- What you will do:
a – In the opakapaka age article, why were daily growth increments on the otoliths used to estimate age?
b – Rewrite the opakapaka age article from "Radioisotope Methods Improve" up to and including "the Hawaiian Archipelago.", replacing "bottomfish" with "snapper".
c – Carry on the opakapaka age article from the point where it stops.

Radioisotope Methods Improve Reliability of Opakapaka Age Determination

Using radioisotope methods, researchers in the Center's Fishery Biology and Stock Assessment Division are making key advances in determining the ages and lifespan of a valuable Hawaiian bottomfish. Reliable estimates of age and longevity for opakapaka (Pristipomoides filamentosus) are needed for stock assessments of this species in the Hawaiian Archipelago.

Opakapaka (Pristipomoides filamentosus).
Opakapaka (Pristipomoides filamentosus).

Previously, information on opakapaka ages was gleaned from analysis of growth zones on the fish's otoliths. Because opakapaka ololiths lack well developed annual growth zones, daily growth increments have been used. In an important early paper, Ralston and Miyamoto (Fishery Bulletin, Vol. 81, No. 3, 1983) used daily growth increments to develop a length-at-age growth curve, and then used this model to estimate ages of larger fish by extrapolation. However, the validity of age projections for the largest and oldest adult fish has remained in question. Of the specimens they studied, Ralston and Miyamoto estimated the oldest to be about 17 yrs. Other age and growth studies across the geographical range of opakapaka confirm the difficulty of age interpretation and report a wide range of maximum ages - from 5 to 30 years. More reliable estimates of age for the largest fish, and for opakapaka longevity, are a research priority.

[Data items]
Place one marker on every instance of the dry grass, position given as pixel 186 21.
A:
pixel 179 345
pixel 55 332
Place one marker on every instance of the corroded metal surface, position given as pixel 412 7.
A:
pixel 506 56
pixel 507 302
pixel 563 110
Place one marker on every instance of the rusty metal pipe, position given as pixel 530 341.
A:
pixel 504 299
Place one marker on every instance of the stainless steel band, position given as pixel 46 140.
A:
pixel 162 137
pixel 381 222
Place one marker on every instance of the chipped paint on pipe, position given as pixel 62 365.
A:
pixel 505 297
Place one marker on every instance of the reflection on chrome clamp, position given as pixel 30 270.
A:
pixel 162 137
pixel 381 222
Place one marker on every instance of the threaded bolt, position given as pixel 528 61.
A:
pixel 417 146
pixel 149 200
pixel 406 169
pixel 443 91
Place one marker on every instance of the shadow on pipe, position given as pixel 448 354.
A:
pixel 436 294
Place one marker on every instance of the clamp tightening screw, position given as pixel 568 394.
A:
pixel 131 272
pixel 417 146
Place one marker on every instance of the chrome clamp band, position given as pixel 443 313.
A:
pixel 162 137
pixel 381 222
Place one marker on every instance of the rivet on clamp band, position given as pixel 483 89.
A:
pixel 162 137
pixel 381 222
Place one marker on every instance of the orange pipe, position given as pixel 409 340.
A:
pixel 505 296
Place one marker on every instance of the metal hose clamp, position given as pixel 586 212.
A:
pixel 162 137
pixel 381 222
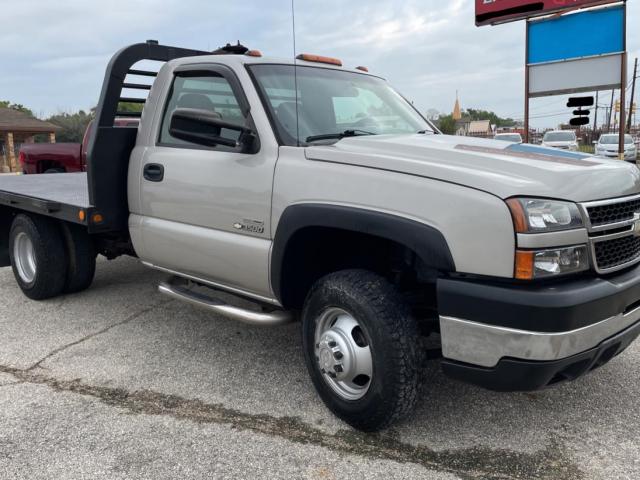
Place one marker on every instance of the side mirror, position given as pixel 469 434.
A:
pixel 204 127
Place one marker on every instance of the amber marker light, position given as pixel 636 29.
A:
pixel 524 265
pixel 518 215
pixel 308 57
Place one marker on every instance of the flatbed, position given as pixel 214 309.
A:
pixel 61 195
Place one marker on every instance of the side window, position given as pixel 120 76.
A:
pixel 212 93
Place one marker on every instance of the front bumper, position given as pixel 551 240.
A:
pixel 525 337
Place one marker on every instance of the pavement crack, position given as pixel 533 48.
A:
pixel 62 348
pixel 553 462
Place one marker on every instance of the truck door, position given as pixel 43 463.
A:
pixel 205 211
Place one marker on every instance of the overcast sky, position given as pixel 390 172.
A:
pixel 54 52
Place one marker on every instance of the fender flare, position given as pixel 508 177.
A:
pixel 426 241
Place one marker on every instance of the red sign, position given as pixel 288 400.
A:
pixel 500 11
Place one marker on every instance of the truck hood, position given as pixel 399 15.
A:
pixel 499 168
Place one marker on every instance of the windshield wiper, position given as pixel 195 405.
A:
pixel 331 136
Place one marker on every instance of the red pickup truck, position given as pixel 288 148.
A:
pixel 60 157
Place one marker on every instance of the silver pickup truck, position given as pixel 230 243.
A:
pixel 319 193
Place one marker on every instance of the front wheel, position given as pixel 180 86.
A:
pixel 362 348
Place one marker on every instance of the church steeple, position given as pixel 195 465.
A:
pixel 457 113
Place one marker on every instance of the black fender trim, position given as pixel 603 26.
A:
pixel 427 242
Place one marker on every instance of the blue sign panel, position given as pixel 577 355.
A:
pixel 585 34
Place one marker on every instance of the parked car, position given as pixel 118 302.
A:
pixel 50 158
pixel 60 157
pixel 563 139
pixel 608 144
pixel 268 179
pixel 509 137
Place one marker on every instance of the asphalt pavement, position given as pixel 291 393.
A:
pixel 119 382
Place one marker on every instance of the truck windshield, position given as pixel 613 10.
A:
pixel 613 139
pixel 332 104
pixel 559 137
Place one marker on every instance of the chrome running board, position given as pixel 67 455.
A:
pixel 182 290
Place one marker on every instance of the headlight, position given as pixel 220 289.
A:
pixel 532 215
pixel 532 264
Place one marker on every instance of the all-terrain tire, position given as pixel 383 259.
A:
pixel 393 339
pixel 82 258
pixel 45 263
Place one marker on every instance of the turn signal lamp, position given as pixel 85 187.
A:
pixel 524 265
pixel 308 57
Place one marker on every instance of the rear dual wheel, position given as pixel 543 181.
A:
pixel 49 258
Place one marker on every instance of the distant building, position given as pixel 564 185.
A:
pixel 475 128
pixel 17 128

- Task-by-task results:
a – Daily growth increments were used because opakapaka otoliths lack well-developed annual growth zones.

b –
Radioisotope Methods Improve Reliability of Opakapaka Age Determination

Using radioisotope methods, researchers in the Center's Fishery Biology and Stock Assessment Division are making key advances in determining the ages and lifespan of a valuable Hawaiian snapper. Reliable estimates of age and longevity for opakapaka (Pristipomoides filamentosus) are needed for stock assessments of this species in the Hawaiian Archipelago.

c –
Age estimates of young opakapaka using otoliths have been validated by captive rearing, tag and recapture, length frequency analysis, and daily growth increments, but application of these methods is limited to the earliest ages and to cases where changes in fish length or otolith growth can be directly observed.

To determine ages of adult opakapaka, PIFSC researchers have recently applied a pair of different radioisotope approaches to the fish otoliths. The first method, lead-radium dating, has been used successfully for nearly 30 species of fish by other investigators and is based on a known radioisotope decay series. It can be used to determine ages for fish ranging from a few years to about 100 years.

The second method, bomb radiocarbon dating, is based on a time-specific event marker. It can be used to age fish born during the 1950s and 1960s, when atmospheric testing of thermonuclear devices was conducted, and therefore is currently effective only for fish up to about 53 years old. However, bomb radiocarbon dating allows ageing of individual fish with high precision (± 1 to 2 years). Lead-radium dating, on the other hand, can be used for fish of any age but detection limits require the pooling of otoliths from many fish to attain measureable lead-radium levels. A group of fish of similar size is used, and the result is an estimate of average age for the group. Where both methods are feasible, using both can provide the most information in an exploratory study.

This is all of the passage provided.